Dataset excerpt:
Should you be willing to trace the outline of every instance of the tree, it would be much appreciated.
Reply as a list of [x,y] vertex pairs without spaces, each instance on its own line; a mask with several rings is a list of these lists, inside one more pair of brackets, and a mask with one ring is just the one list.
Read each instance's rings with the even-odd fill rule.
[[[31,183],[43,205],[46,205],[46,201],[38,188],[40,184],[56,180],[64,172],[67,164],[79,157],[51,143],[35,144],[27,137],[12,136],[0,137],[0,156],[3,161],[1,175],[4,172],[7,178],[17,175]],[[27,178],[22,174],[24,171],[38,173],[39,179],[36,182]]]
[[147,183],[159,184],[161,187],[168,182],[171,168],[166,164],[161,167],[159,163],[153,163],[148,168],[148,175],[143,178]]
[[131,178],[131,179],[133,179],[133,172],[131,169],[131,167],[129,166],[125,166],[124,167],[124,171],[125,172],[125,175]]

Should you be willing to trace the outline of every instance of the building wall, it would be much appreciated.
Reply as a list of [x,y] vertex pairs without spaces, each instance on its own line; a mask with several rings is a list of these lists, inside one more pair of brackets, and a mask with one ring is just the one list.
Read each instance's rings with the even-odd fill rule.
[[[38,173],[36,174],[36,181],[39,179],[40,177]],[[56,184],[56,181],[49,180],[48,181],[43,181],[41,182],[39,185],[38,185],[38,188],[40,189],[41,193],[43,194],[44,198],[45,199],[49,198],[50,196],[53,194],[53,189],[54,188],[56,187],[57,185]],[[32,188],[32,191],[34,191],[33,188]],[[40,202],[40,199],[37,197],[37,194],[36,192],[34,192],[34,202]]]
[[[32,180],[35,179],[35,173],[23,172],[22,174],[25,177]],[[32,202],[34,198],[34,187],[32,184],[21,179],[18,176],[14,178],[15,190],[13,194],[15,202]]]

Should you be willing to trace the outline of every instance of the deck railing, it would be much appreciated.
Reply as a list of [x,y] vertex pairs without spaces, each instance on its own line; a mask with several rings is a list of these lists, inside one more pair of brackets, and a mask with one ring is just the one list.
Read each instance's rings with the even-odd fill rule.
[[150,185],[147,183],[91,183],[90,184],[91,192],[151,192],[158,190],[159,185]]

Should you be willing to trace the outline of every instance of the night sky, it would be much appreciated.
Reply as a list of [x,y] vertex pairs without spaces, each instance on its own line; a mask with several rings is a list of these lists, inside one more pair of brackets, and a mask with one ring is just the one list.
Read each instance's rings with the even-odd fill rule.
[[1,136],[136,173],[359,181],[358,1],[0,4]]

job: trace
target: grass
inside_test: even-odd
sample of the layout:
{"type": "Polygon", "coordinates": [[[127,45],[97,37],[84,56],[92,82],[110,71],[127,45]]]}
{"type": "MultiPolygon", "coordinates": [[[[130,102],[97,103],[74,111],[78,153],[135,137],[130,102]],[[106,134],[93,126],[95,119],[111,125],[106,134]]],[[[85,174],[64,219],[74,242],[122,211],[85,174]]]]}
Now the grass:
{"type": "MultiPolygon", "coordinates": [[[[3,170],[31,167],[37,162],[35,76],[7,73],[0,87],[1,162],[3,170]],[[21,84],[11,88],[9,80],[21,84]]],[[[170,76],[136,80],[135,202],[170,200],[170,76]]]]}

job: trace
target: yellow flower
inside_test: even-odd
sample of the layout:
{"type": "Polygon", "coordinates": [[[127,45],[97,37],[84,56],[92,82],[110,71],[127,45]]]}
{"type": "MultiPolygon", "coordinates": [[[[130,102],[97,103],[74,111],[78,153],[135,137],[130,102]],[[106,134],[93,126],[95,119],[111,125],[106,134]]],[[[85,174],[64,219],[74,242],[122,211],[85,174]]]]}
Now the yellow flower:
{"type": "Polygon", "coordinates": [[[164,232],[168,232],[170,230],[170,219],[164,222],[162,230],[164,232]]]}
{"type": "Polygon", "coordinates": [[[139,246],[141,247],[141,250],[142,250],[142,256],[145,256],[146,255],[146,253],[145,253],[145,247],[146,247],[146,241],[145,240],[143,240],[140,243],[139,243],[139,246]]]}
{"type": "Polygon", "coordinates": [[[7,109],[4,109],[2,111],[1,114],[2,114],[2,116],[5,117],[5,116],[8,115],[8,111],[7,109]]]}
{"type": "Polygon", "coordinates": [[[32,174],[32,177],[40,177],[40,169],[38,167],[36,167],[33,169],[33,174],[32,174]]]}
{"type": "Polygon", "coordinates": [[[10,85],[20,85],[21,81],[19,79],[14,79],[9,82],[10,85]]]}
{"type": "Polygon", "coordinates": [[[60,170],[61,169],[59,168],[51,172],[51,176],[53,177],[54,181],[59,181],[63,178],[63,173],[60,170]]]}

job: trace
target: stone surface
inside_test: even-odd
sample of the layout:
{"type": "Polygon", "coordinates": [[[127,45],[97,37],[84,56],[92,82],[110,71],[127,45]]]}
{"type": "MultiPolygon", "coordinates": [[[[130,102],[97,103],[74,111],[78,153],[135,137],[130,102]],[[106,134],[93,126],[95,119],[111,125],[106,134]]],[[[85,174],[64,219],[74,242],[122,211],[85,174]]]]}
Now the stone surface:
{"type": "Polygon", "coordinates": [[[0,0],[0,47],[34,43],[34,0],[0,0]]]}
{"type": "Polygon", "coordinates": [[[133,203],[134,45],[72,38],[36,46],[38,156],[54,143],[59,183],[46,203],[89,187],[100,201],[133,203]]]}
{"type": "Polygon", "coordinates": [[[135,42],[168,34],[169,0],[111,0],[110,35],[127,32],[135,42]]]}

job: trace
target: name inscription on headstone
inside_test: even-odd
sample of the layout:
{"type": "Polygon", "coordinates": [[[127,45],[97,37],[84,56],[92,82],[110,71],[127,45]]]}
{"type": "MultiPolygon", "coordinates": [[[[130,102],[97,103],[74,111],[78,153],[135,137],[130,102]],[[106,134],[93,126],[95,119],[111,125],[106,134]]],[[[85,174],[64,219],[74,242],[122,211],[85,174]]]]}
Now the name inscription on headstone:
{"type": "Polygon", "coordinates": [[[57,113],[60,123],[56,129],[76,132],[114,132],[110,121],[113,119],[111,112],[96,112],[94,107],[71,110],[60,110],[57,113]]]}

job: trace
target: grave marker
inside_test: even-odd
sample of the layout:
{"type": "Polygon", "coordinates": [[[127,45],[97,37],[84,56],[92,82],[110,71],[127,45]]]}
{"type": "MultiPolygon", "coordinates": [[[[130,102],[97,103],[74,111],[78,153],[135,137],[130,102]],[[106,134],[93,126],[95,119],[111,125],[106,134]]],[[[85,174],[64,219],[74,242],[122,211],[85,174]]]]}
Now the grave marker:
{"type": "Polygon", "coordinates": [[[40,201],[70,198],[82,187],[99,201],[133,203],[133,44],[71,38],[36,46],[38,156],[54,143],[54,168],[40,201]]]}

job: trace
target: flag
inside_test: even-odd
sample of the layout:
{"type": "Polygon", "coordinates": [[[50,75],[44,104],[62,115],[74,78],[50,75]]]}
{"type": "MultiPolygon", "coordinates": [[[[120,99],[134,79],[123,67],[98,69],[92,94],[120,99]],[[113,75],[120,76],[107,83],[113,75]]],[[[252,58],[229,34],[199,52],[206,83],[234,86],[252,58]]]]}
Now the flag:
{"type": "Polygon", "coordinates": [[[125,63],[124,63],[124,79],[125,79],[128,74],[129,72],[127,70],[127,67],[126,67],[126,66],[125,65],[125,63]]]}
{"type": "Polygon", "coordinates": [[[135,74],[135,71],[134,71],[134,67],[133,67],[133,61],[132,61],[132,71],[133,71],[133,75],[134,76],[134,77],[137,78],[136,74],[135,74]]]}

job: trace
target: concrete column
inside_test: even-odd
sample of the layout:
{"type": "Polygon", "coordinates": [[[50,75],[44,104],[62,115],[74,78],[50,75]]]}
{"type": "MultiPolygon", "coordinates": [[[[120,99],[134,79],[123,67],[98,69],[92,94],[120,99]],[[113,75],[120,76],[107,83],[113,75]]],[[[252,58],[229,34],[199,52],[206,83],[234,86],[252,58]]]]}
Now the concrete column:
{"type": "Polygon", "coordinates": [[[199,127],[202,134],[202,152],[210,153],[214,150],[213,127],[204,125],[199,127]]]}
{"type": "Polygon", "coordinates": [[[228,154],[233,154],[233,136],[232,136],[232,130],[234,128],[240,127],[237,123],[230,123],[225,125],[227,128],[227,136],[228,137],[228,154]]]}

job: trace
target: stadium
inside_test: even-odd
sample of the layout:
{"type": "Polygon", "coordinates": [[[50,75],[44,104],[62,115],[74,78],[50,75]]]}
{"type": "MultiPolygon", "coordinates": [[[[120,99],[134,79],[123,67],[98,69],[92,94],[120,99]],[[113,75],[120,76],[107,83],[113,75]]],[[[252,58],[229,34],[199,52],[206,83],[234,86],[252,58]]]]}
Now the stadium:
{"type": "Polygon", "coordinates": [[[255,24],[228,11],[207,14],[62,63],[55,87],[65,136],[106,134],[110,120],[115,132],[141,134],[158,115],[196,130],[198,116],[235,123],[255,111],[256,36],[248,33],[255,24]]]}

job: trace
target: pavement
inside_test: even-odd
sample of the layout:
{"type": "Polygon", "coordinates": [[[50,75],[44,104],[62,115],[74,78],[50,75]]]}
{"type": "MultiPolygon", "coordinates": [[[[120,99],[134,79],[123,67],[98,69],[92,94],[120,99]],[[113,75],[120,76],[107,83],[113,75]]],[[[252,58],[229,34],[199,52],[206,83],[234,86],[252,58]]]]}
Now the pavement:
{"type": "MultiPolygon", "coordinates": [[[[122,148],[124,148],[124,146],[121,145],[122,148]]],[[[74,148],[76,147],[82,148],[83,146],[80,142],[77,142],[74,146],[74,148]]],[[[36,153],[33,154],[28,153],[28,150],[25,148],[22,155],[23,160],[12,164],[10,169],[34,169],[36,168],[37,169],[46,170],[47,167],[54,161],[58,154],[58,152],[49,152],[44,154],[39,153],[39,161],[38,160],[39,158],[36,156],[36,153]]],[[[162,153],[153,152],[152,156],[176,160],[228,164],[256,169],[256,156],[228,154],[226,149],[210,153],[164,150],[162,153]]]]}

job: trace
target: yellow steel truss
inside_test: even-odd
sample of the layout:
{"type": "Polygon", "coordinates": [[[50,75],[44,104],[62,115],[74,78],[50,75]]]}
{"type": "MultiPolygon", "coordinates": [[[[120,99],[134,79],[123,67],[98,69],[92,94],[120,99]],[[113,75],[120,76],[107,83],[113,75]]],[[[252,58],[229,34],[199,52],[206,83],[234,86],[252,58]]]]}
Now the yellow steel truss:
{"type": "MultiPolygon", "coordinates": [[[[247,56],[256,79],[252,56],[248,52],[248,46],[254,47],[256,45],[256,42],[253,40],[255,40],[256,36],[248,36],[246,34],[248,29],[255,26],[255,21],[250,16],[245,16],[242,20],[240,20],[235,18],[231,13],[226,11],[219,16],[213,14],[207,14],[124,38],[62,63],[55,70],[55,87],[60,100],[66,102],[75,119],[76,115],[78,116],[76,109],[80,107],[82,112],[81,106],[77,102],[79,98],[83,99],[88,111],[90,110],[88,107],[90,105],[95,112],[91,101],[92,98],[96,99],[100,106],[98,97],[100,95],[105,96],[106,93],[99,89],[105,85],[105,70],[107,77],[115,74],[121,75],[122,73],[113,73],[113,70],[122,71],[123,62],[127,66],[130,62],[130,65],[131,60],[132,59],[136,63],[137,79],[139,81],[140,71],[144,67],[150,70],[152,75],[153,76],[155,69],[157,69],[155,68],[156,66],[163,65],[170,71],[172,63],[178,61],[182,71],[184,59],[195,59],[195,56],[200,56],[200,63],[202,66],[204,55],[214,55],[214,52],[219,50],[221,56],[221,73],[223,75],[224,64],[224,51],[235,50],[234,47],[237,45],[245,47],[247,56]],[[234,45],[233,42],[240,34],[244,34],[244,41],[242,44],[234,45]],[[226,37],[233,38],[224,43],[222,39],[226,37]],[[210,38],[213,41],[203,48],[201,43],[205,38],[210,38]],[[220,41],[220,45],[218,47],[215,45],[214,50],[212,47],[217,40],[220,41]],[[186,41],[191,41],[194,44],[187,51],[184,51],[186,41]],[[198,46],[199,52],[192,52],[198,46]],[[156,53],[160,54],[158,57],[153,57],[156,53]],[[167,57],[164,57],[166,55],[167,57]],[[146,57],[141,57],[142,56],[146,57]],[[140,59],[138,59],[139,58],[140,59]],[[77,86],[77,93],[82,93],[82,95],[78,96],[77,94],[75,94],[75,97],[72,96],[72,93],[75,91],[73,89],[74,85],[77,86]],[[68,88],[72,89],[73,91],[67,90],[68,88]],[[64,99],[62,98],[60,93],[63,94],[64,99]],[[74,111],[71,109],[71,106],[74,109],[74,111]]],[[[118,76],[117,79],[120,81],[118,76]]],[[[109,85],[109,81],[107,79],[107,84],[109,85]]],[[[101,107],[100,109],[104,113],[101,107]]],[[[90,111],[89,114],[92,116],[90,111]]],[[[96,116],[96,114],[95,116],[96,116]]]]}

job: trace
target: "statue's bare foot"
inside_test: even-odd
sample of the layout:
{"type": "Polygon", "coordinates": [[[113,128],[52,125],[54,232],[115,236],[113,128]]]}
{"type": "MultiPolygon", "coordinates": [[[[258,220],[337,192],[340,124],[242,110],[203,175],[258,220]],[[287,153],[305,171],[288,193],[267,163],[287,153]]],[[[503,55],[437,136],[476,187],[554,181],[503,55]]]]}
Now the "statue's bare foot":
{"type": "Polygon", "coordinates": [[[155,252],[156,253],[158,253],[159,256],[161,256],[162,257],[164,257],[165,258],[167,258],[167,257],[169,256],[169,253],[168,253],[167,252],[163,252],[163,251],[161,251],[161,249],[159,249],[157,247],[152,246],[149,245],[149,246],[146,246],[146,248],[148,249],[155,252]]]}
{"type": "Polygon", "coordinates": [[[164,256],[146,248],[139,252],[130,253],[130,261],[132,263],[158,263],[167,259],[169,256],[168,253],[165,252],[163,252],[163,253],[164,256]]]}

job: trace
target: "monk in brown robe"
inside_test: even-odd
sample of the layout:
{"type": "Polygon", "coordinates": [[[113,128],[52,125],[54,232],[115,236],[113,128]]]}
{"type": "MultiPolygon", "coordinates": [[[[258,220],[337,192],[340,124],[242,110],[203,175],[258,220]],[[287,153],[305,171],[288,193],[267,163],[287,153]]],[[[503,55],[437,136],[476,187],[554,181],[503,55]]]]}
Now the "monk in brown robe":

◆ Description of the task
Which lines of the records contain the string "marker"? Gather every one of them, matching case exactly.

◆ Complete answer
target: grave marker
Now the grave marker:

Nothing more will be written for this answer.